TASK PROMPT ->
In the material below, repeat only the lines from the one that holds "Where can the chimney" through the final line, exactly as they stand.

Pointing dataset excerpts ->
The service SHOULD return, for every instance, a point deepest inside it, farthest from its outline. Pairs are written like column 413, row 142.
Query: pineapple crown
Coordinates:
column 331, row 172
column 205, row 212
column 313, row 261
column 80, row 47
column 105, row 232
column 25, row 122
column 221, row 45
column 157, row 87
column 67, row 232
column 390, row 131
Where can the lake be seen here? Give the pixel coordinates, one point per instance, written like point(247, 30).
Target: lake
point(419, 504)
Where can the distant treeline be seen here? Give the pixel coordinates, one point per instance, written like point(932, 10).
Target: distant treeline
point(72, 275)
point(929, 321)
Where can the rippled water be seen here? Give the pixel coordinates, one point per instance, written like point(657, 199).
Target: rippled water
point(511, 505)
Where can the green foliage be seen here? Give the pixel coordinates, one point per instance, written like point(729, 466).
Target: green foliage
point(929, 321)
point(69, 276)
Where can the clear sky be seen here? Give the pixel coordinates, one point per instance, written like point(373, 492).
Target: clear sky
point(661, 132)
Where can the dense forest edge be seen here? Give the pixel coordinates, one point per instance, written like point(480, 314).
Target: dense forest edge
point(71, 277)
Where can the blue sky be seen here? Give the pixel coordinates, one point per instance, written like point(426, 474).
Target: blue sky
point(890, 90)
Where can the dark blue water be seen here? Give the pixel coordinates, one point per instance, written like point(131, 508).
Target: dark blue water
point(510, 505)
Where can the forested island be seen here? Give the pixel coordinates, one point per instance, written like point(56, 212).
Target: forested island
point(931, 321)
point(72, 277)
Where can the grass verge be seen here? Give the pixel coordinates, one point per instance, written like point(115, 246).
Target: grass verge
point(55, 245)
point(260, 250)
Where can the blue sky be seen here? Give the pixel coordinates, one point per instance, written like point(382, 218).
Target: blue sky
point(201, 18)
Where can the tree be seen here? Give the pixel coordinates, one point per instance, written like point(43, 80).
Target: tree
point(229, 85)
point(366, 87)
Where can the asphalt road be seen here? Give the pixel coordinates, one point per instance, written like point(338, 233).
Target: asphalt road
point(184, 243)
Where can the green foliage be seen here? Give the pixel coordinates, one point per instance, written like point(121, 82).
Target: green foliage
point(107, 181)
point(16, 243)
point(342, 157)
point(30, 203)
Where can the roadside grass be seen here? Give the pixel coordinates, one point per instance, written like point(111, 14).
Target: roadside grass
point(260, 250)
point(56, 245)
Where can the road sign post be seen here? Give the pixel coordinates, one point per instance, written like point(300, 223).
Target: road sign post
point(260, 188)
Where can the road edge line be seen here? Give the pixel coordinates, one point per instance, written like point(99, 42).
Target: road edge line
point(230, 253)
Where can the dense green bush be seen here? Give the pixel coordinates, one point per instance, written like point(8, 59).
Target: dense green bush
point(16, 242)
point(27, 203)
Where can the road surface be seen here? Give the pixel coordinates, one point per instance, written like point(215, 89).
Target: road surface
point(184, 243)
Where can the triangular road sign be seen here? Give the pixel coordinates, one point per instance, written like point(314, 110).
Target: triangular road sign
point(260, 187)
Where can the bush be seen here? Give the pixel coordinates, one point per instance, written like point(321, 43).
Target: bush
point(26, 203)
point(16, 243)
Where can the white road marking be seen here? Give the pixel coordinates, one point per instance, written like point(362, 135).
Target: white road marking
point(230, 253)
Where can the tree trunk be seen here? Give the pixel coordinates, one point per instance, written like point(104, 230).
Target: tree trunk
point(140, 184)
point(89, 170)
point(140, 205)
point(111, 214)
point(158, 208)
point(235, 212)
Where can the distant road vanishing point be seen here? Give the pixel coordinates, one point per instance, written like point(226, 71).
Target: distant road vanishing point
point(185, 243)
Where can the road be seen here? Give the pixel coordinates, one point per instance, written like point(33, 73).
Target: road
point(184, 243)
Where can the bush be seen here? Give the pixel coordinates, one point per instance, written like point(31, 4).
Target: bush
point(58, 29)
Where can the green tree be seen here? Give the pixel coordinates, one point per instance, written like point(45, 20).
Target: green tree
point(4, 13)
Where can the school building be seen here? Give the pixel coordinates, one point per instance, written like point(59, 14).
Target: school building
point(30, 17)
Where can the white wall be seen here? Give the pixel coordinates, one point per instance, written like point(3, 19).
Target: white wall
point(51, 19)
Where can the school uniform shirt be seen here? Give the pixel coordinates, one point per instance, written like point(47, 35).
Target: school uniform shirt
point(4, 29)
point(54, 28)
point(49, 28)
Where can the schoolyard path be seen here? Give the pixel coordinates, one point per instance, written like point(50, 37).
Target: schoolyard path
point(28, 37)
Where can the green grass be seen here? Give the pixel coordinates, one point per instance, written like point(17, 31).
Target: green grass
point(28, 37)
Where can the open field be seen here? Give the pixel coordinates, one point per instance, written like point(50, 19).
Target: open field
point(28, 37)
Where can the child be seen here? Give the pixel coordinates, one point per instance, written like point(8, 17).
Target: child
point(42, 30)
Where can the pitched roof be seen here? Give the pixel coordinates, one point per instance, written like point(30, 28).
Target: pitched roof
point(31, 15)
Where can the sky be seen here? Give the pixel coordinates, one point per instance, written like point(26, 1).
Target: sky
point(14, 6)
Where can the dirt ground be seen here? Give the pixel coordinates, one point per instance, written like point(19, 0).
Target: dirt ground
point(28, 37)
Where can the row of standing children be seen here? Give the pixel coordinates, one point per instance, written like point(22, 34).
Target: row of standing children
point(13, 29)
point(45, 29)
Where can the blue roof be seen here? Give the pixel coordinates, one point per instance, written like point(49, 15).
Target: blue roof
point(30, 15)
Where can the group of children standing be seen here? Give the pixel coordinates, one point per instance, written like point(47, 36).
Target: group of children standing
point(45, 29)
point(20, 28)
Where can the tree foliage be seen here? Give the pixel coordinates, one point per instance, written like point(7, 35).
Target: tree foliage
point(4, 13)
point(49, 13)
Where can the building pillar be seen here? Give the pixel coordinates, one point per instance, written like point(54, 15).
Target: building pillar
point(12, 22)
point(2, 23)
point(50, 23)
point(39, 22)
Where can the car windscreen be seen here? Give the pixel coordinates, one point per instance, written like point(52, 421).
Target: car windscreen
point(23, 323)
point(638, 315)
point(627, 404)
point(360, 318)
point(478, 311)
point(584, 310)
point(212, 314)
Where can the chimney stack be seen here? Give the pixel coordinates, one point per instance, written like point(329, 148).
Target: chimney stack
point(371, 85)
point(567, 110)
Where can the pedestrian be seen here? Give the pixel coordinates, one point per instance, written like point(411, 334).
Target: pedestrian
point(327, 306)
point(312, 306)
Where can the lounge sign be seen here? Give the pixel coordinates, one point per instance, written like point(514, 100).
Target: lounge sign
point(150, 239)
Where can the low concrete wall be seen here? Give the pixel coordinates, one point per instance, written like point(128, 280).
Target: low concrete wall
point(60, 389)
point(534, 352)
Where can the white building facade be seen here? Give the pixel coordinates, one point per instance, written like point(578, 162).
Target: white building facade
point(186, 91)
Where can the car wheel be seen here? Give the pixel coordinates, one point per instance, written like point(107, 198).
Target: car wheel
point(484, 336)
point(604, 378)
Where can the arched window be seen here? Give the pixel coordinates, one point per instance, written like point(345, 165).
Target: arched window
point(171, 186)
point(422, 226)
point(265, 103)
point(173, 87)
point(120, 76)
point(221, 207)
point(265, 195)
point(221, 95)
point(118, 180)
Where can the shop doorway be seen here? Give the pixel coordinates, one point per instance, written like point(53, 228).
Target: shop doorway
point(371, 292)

OUTPUT FOR THIS TASK ->
Where can the chimney stack be seen here? Give the pixel coordinates, one point per instance, written like point(329, 148).
Target: chimney stack
point(371, 85)
point(567, 110)
Where can the pedestrian be seen here? Give the pixel coordinates, one point per instance, written like point(411, 334).
Target: pedestrian
point(327, 306)
point(312, 306)
Where can the lounge sign be seen here? Give the pixel coordinates, one point per instance, written like point(514, 100).
Target: lounge sign
point(150, 239)
Where can the low concrete wall be seen here? Give the pixel coordinates, one point per instance, written like point(128, 280).
Target: low concrete wall
point(60, 389)
point(534, 352)
Where can the white building facade be seen here? Give the pixel coordinates, one point per instance, written like point(578, 162).
Target: white building facade
point(186, 91)
Where can the car wheel be seen here? Give the pixel coordinates, one point per instance, written like point(107, 198).
Target: car wheel
point(484, 336)
point(604, 378)
Where can the arched window be seen here? Give the pixel coordinates, one point per instance, written like point(345, 165).
Target: arched window
point(171, 186)
point(422, 226)
point(265, 103)
point(173, 87)
point(120, 76)
point(221, 207)
point(265, 195)
point(221, 95)
point(118, 180)
Where can the shop doorway be seen here? Give the pixel coordinates, one point per instance, written like point(53, 228).
Target: shop doorway
point(371, 292)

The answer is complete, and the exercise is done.